Rows of box annotation data:
####################
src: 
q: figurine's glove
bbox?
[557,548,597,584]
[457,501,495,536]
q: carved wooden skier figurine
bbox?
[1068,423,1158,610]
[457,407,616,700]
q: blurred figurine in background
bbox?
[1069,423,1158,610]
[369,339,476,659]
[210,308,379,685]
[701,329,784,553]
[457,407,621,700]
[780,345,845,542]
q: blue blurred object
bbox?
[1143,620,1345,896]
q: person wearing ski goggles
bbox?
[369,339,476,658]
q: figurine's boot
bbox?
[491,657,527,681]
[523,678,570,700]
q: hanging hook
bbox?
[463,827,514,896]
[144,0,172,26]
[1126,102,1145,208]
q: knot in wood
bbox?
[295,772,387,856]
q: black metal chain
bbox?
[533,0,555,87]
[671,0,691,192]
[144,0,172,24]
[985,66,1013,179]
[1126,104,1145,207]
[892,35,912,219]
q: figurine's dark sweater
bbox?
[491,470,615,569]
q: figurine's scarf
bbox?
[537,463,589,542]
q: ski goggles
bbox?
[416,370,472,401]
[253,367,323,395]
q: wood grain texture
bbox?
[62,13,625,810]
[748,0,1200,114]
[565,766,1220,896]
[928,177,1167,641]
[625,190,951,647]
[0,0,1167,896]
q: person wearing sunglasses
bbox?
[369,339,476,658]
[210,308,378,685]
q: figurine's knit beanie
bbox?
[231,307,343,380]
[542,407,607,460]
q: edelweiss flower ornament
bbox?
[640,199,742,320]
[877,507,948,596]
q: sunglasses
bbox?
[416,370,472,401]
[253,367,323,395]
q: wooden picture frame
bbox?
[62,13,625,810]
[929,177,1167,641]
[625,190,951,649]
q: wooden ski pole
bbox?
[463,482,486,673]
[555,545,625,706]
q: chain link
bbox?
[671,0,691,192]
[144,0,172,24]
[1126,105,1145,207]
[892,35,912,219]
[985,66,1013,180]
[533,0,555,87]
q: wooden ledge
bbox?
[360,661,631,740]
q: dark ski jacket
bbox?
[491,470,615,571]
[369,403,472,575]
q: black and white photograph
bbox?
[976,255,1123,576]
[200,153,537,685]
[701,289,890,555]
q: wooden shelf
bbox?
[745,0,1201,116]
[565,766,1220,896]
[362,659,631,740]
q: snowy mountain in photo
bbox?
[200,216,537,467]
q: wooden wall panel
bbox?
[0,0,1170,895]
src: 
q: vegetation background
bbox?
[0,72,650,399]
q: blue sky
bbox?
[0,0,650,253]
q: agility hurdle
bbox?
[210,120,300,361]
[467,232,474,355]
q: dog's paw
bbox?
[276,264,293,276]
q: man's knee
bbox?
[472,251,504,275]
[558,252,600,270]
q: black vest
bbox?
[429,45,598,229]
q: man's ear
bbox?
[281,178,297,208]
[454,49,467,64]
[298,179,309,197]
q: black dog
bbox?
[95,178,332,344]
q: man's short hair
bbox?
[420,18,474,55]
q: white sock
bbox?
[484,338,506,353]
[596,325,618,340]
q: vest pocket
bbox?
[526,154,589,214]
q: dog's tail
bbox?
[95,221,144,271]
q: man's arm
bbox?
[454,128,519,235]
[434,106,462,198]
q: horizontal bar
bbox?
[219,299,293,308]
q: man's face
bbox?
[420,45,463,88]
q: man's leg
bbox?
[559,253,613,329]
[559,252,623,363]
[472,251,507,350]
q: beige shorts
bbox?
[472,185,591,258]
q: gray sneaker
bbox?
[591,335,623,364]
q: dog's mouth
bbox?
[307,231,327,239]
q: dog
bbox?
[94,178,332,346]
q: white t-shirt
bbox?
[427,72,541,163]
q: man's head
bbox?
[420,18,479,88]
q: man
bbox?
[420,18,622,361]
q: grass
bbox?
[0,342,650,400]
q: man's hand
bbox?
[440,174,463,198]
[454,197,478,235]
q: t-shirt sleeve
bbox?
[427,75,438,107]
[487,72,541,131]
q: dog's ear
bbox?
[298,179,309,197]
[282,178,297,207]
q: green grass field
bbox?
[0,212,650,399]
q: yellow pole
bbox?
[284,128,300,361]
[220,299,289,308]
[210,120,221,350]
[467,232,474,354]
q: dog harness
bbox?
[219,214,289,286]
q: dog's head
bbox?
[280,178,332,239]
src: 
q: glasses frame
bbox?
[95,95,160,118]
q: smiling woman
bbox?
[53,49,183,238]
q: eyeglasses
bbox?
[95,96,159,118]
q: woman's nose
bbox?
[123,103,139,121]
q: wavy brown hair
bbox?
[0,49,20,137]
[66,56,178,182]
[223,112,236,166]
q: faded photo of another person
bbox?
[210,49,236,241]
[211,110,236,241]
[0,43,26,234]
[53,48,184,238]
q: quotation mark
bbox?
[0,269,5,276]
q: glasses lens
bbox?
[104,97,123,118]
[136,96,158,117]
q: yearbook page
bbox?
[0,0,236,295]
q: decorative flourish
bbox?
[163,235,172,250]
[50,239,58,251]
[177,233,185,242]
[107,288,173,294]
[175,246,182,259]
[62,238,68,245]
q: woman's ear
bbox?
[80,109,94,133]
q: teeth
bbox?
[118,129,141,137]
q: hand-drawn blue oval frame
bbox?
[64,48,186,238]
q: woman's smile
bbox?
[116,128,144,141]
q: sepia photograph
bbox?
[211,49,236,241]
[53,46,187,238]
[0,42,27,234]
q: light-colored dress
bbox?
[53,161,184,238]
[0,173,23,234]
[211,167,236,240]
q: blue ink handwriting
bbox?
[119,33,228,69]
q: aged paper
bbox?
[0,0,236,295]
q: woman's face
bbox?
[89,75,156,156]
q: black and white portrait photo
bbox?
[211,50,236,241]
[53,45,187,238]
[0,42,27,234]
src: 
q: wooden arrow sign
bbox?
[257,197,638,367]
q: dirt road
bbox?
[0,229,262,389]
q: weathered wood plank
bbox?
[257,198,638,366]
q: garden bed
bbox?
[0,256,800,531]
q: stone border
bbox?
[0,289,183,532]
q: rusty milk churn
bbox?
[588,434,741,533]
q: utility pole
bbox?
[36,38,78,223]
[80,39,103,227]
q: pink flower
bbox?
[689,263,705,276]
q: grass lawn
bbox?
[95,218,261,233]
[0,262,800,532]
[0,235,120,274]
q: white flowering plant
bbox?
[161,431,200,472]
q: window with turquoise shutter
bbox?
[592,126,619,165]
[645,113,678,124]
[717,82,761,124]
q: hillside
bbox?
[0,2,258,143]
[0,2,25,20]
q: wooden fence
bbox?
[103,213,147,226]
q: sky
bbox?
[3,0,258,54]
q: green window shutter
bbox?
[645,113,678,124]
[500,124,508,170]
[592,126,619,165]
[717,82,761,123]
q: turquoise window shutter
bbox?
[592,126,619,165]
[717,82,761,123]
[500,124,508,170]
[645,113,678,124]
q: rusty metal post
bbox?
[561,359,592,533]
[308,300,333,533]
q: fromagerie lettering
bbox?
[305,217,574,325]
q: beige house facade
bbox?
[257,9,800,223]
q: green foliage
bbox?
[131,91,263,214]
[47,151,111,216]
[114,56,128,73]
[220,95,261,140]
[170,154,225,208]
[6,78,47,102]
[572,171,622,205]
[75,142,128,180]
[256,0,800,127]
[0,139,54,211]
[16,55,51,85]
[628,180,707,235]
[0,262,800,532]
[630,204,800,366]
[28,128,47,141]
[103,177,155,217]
####################
* **Description of the task**
Return every line of the records above that contains the word "grass".

* **Exercise result**
q: grass
q: green grass field
q: grass lawn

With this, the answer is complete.